→ Task details: Write out the records again, exactly, leaving none out.

-- START OF Records to process --

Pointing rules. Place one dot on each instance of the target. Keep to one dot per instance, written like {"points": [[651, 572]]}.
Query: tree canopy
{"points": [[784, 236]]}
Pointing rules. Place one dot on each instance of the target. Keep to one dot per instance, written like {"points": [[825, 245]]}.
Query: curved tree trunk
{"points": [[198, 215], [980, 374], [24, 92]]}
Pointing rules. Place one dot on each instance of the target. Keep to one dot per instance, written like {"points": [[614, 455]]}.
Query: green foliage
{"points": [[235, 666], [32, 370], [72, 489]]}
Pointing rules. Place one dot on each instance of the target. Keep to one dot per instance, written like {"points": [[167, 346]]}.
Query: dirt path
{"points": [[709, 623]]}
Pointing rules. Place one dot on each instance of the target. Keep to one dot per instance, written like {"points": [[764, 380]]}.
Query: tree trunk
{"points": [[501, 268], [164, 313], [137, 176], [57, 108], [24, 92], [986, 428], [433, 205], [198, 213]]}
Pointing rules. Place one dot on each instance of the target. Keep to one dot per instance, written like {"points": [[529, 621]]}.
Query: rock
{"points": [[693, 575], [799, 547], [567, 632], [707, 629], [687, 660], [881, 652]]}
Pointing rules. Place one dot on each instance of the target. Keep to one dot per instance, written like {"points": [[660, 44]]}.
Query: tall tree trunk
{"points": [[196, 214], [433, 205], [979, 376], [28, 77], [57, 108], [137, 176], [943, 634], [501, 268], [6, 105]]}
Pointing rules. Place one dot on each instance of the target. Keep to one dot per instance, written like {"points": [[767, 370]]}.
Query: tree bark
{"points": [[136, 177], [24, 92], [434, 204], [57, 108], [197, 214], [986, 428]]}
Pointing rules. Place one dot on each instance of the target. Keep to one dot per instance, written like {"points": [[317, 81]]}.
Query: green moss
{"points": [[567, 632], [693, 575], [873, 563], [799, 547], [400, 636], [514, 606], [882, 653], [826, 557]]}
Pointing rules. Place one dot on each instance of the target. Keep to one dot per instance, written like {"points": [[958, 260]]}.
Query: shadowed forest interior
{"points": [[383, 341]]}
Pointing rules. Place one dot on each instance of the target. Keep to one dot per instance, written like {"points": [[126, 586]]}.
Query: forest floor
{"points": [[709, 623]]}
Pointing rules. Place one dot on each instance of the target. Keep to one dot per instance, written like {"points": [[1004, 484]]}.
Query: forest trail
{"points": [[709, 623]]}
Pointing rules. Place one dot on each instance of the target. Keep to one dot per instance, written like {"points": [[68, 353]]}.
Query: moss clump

-- END OF Records to process --

→ Exercise answer:
Pointing rules. Place one dot on each instance of the target. Keep to one dot per instance, written like {"points": [[651, 572]]}.
Query: tree canopy
{"points": [[784, 236]]}
Pointing rules. Place one dot on each instance of the target. Keep to one dot per instance, written like {"points": [[825, 245]]}.
Query: curved tree trunk
{"points": [[198, 215], [980, 374], [24, 92]]}
Pointing rules. Place one dot on each instance of the target. Keep to one dot per instance, written like {"points": [[614, 455]]}.
Query: green foliage
{"points": [[235, 666], [32, 370], [72, 489]]}
Pointing rules. Place one dot on each instance of the target. Keep to one dot per instance, written like {"points": [[167, 346]]}.
Query: dirt path
{"points": [[709, 623]]}
Pointing rules. Place one dot on each instance of the target. Keep to one dot per instance, written like {"points": [[764, 380]]}.
Query: tree trunk
{"points": [[501, 268], [164, 313], [137, 176], [57, 108], [24, 92], [986, 428], [433, 205], [198, 213]]}
Pointing rules. Place one dot on each instance of the target. Keep to one dot per instance, written like {"points": [[529, 621]]}.
Query: rock
{"points": [[693, 575], [799, 547], [567, 632], [707, 629], [687, 660], [881, 652]]}
Pointing rules. Place one dot on each instance of the target. Keep to one dot per instance, written like {"points": [[660, 44]]}.
Query: tall tree trunk
{"points": [[196, 214], [433, 205], [979, 376], [28, 77], [57, 108], [137, 176], [943, 634], [501, 268], [6, 105]]}
Pointing rules. Place one dot on each instance of the target. Keep to one dot per instance, written like {"points": [[767, 370]]}.
Query: tree bark
{"points": [[136, 177], [24, 92], [434, 204], [57, 108], [197, 214], [986, 428]]}
Pointing rules. Place one dot on each instance of the target. Keep to one dot per instance, written like {"points": [[317, 81]]}.
Query: green moss
{"points": [[567, 632], [693, 575], [873, 563], [799, 547], [400, 636], [514, 606], [882, 653], [826, 557]]}
Pointing rules. Place one dot on each instance of the target. Keep to one dot per instance, written like {"points": [[958, 260]]}.
Query: shadowed forest interior
{"points": [[383, 341]]}
Pointing rules. Place one dot on each instance of the target. Keep to one dot per instance, written like {"points": [[126, 586]]}.
Query: forest floor
{"points": [[709, 623]]}
Pointing rules. Place one dot on each instance of the target. Keep to one dot per instance, written like {"points": [[1004, 484]]}.
Query: forest trail
{"points": [[709, 623]]}
Pointing rules. Place one dot on each instance of the target. Keep to one dot per instance, written like {"points": [[68, 353]]}.
Query: moss clump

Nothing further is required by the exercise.